Kutipan Halaman:
Meskipun menyusul beberapa pekan kemudian, surat kabar berbahasa Melayu juga ikut membahas soal penghapusan ini. Dalam surat kabar Neratja, yang dikelola K.H. Agus Salim, dimuat serial tulisan yang berjudul Kemanakah Chalifah Islam? Kekaloetan ‘Alam Islam. Tulisan yang diterbitkan selama 26-31 Maret 1924 ini memeberitakan soal penghapusan Kekhilafahan Islam dan situasi Turki terbaru. Digambarkan pula tentang situasi kalut dunia Islam atas peristiwa tersebut.

Surat kabar Melayu lain, datang dari kalangan komunis, membahas soal penghapusan ini dengan nada yang sinis. Tidak mengherankan kelompok ini kurang peduli kepada persoalan Kekhilafahan Islam. Sebuah artikel pada surat kabar Medan Moeslimin, yang dikelola Haji Misbah, pada 15 April 1924 mengatakan kepada pembacanya untuk tidak telibat dalam hal apapun yang bersangkutan dengan Turki. Khalifah, dengan Persatuan Islamnya, hanya menyebabkan kerugian besar bagi umat Islam. Kendati kolaborasi Khalifah dengan Jerman baik sekali, jihadnya telah gagal total (dalam Perang Dunia II, pen.). Adalah ilusi mengharapkan Khalifah membawa persatuan umat Islam, membawa kebahagian dan kebebasan, karena hanya komunis yang akan mampu mewujudkannya.

Entri koleksi:
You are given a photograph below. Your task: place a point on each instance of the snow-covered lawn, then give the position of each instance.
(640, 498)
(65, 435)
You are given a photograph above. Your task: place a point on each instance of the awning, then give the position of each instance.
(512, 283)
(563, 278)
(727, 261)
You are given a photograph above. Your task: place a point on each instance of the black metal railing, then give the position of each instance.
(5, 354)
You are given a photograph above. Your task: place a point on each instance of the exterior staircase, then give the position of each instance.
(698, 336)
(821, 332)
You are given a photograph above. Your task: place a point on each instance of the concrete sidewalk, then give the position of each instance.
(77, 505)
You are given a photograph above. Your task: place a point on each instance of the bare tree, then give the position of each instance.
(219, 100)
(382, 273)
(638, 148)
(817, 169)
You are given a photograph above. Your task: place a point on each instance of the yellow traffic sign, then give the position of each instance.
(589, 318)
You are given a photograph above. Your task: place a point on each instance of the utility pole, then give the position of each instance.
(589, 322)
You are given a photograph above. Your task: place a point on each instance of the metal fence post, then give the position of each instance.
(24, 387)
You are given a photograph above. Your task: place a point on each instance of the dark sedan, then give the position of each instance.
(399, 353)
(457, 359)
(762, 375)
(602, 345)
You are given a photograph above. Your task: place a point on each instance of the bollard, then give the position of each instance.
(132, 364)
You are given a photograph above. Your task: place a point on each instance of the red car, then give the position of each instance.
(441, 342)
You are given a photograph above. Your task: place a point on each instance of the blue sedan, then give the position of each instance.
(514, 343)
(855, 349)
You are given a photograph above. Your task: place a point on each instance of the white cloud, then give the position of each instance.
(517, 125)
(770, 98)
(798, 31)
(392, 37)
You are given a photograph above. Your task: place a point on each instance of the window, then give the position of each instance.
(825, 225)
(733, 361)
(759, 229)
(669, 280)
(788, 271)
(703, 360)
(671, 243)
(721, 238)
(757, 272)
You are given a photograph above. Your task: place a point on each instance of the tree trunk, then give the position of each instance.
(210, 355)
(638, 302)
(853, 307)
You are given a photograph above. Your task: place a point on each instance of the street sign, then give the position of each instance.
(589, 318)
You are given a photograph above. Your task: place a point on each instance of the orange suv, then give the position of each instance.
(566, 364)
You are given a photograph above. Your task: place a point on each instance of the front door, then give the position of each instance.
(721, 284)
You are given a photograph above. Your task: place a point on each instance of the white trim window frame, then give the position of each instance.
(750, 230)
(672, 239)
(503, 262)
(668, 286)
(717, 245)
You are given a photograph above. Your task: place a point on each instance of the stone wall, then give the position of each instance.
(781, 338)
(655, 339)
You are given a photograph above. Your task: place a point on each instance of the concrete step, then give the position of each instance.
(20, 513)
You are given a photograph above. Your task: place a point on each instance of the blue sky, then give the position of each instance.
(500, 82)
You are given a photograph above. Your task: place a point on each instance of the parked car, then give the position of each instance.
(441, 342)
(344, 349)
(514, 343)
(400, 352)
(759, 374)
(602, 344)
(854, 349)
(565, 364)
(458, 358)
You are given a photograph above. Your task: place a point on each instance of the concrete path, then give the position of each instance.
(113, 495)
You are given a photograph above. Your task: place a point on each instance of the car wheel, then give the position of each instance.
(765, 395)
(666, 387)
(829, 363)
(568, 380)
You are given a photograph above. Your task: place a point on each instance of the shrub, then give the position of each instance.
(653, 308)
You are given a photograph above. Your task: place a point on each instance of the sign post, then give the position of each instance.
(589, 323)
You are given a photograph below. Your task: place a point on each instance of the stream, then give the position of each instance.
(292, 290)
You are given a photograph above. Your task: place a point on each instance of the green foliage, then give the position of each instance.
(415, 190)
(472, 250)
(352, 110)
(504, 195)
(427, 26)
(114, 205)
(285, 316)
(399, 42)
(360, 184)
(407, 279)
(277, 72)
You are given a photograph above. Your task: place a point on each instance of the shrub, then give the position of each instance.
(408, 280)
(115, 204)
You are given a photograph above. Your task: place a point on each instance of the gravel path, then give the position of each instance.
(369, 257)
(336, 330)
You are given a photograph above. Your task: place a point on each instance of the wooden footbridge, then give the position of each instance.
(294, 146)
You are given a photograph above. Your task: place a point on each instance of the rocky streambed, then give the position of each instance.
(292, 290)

Tugas Latihan:
[A] Jawablah pertanyaan berikut berdasarkan kutipan tentang penghapusan Kekhilafahan Islam.
(i) Siapa yang mengelola surat kabar Neratja?
(ii) Kapan serial tulisan "Kemanakah Chalifah Islam? Kekaloetan ‘Alam Islam" diterbitkan?
(iii) Pada tanggal berapa artikel dalam surat kabar Medan Moeslimin dimuat?
[B] Lanjutkan kutipan tentang penghapusan Kekhilafahan Islam mulai dari bagian setelah kalimat terakhirnya.

Jawaban Tiap Tugas:
[A]
(i) K.H. Agus Salim
(ii) 26–31 Maret 1924
(iii) 15 April 1924

[B]
Respon Keruntuhan Khilafah


Dinamika politik yang ada di Turki menjadi perhatian serius muslim di Hindia Belanda sejak berakhirnya Perang Dunia I. Situasi yang terjadi di sana bahkan menjadi tema pembahasan pada Kongres Al-Islam. Kongres Al-Islam pertama diadakan di Cirebon pada tahun 1922 atas inisiasi dari tiga organisas besar pada saat itu. Mereka adalah Sarekat Islam, Muhammadiyah dan Al-Irsyad. Turut hadir pula golongan tradisional yang dipimpin oleh K.H. Abdul Wahab berasal dari sebuah lembaga pendidikan Tasywirul Afkar di Surabaya dan K.H. Asnawi, seorang ulama terkenal di Kudus. Kongres adalah bentuk mobilisasi elemen-elemen Muslim Hindia Belanda untuk membangun persatuan dan memecahkan persoalan Muslim terutama di Hindia Belanda.

Salah satu poin pembahasan pada Kongres tersebut adalah tentang situasi Turki pasca Perang Dunia I. Kongres membahas perang di Turki dan kemenangan Mustafa Kemal Pasha dalam perang ini. Kemal dianggap sebagai pahlawan Islam karena telah mempertahankan wilayah Turki dari pendudukan sekutu.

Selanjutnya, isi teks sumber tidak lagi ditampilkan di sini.